--- 练习任务 1 ---
请把下面所有记录中的"photo"一律换成"image"，其他内容保持不变，然后重新给出这些记录行，图片不要放进答案。

寻找第K小的数。

思想，利用快排思想，不断寻找分解点，将分界点的下标与K-1比较如果相等，返回该值，否则更新左右边界。当左右边界中的值少于等于2个时，运用插入排序，返回a[k-1]

int findCut(vector<int>& a, int l, int r)
{
	if (l + 1 >= r)
	{
		return -1;
	}
	int pivot = a[l];
	int i = l, j = r;
	while (true)
	{
		do
		{
			i++;
		} while (i<r&&a[i] < pivot);
		do
		{
			j--;
		} while (j>l&&a[j] >= pivot);
		if (i >= j)break;
		int temp = a[i];
		a[i] = a[j];
		a[j] = temp;
	}
	a[l] = a[j];
	a[j] = pivot;
	return j;
}

void insert_sort(vector<int>&a, int l, int r)
{
	for (int i = l + 1; i < r; i++)
	{
		int j=i,pivot = a[i];
		while (j>l&&pivot < a[j-1])
		{
			a[j] = a[j - 1];
			j--;
		}
		a[j] = pivot;
	}
}

int findKth(vector<int>a, int n, int K)
{
	int left = 0, right = n;
	while (left+1 < right)
	{
		int cut = findCut(a, left, right);
		if (cut == K - 1)return a[cut];
		else if (cut < K - 1)
		{
			left = cut + 1;
		}
		else
		{
			right = cut;
		}
	}
	insert_sort(a, left, right);
	return a[K-1];
}

--- 数据记录 ---
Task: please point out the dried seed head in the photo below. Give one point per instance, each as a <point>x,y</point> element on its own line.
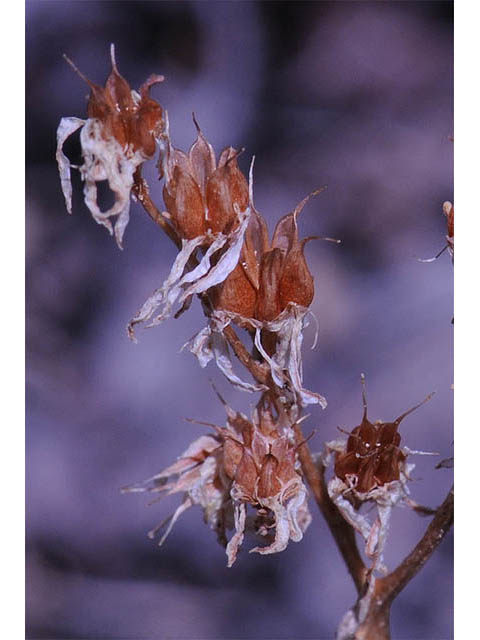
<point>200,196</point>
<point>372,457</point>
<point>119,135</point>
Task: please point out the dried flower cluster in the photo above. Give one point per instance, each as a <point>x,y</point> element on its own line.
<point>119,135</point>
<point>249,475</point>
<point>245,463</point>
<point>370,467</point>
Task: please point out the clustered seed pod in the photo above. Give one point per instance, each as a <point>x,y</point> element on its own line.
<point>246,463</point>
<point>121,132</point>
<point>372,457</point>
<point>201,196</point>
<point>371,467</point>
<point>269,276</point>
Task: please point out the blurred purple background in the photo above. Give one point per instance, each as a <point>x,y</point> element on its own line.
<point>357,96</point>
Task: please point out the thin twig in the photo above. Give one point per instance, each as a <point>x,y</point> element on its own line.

--- 练习任务 2 ---
把上文中讲"寻找第K小的数"的原文里这句话译成英语："当左右边界中的值少于等于2个时，运用插入排序，返回a[k-1]"。

--- 任务答案 1 ---
Task: please point out the dried seed head in the image below. Give one point per instance, each as a <point>x,y</point> element on its own line.
<point>200,196</point>
<point>372,457</point>
<point>119,135</point>
Task: please point out the dried flower cluster in the image above. Give one point per instance, each as a <point>x,y</point> element on its own line.
<point>119,135</point>
<point>249,475</point>
<point>245,463</point>
<point>370,467</point>
Task: please point out the clustered seed pod in the image above. Give one point per instance, each as a <point>x,y</point> element on its own line.
<point>246,463</point>
<point>121,132</point>
<point>372,457</point>
<point>201,196</point>
<point>371,467</point>
<point>269,276</point>
Task: please point out the blurred purple background in the image above. Give one point per instance, each as a <point>x,y</point> element on its own line.
<point>357,96</point>
Task: please point out the thin twig in the image above. Give one point per instance, each as a <point>x,y</point> element on its own line.

--- 任务答案 2 ---
When the number of values between the left and right boundaries is two or fewer, apply insertion sort and return a[k-1].